_TASK OBJECTIVE_
State how many lines in the data below contain the string "blue". Reply with the number only.

_SUPPLIED RECORDS_
------------------------------------------------
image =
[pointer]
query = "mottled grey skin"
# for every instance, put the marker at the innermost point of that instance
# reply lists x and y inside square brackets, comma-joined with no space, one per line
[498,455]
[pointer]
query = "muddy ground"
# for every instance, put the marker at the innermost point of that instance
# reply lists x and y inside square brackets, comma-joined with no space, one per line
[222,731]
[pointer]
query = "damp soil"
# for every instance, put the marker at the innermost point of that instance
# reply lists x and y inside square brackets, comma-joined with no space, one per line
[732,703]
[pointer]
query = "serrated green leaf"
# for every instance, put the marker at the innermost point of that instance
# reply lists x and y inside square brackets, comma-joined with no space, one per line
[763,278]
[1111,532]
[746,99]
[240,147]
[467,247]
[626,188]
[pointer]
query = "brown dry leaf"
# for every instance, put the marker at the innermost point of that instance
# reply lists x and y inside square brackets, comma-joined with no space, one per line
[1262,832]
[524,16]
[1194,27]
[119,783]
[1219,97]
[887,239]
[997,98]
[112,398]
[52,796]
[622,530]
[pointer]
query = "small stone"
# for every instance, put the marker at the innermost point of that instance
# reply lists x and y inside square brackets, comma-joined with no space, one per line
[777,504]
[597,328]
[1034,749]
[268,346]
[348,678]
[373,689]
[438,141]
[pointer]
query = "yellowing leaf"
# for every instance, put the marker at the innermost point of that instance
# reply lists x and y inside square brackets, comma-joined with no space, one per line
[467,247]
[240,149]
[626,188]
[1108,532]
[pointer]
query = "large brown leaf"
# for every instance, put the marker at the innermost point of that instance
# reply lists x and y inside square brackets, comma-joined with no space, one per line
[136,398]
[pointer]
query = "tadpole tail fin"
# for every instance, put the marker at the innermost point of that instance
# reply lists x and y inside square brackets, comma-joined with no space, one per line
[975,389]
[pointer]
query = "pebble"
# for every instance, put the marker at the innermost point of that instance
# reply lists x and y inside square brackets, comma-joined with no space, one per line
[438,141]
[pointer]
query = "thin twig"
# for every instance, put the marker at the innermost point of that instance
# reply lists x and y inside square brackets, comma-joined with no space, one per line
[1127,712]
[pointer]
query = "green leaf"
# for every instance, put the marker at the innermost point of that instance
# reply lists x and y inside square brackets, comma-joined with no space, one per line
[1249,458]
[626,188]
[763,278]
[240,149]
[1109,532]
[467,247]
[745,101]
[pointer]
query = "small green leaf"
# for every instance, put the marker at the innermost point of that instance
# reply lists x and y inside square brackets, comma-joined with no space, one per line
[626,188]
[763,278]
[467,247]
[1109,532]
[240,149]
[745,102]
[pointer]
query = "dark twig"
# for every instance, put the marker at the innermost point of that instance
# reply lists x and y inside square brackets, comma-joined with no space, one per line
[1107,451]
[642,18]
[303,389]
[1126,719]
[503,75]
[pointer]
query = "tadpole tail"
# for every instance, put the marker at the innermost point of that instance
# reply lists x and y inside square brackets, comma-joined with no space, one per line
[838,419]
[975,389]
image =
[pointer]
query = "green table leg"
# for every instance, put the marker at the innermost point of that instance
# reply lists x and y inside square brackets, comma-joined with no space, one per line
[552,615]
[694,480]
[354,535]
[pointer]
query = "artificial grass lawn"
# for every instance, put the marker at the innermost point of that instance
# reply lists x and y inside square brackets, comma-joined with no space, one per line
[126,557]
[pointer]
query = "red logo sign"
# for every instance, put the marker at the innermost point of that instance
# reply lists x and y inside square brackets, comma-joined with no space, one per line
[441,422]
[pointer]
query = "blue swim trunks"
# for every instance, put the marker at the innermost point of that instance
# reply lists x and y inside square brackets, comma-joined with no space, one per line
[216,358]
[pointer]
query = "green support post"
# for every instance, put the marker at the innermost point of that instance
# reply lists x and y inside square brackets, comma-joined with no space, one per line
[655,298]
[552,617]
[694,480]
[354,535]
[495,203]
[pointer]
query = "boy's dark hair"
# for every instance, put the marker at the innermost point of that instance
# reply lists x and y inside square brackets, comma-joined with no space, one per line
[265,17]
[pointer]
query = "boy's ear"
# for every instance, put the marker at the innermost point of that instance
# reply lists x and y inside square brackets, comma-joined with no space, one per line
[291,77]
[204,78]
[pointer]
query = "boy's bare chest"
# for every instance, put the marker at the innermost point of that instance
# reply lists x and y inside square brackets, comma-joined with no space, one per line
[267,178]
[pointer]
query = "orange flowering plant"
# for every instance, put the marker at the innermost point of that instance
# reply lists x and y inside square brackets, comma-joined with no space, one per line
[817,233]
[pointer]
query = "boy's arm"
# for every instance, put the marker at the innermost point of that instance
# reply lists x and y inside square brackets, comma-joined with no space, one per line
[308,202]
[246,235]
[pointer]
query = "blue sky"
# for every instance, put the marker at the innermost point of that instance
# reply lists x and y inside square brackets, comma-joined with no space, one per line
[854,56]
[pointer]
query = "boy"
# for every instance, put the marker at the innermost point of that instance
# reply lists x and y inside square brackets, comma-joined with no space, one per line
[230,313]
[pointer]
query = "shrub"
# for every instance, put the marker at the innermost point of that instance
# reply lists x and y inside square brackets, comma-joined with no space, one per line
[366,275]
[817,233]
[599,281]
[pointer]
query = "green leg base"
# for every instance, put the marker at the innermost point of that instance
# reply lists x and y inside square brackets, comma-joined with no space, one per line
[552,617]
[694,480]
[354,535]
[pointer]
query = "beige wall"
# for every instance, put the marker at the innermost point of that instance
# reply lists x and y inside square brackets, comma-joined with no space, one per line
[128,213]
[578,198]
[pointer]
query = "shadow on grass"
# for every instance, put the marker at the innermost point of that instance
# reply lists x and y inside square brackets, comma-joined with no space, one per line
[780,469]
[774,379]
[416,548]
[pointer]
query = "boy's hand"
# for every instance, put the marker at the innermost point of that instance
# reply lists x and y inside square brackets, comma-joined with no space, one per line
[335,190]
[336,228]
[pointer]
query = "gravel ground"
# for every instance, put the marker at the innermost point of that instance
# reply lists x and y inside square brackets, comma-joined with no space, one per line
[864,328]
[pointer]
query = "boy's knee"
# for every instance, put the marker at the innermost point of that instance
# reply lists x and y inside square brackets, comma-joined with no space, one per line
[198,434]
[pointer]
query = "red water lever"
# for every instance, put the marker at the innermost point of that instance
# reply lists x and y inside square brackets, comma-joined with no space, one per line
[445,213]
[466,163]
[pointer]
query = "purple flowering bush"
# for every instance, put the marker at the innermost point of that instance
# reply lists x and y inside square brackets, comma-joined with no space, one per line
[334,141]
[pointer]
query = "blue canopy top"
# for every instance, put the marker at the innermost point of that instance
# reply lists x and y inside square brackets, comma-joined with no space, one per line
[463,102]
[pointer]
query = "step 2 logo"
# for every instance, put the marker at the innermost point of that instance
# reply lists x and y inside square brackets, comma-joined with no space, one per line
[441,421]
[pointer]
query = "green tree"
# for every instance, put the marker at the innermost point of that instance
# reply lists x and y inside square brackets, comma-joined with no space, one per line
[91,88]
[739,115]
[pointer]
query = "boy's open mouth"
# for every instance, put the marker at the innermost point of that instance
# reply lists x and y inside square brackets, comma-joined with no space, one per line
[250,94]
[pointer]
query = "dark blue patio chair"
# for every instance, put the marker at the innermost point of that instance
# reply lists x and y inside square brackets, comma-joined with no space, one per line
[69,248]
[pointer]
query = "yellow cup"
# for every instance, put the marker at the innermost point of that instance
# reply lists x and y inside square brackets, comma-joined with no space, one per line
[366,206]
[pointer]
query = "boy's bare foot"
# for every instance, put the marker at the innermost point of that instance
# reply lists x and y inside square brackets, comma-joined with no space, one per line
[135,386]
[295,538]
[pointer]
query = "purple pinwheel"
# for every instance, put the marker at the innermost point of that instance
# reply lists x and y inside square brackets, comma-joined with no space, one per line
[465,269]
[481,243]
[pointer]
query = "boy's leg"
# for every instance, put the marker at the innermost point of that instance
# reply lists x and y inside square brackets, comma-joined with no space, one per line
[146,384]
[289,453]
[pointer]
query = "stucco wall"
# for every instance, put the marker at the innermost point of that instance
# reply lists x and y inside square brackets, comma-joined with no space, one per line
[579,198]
------------------------------------------------
_COMPLETED TASK_
4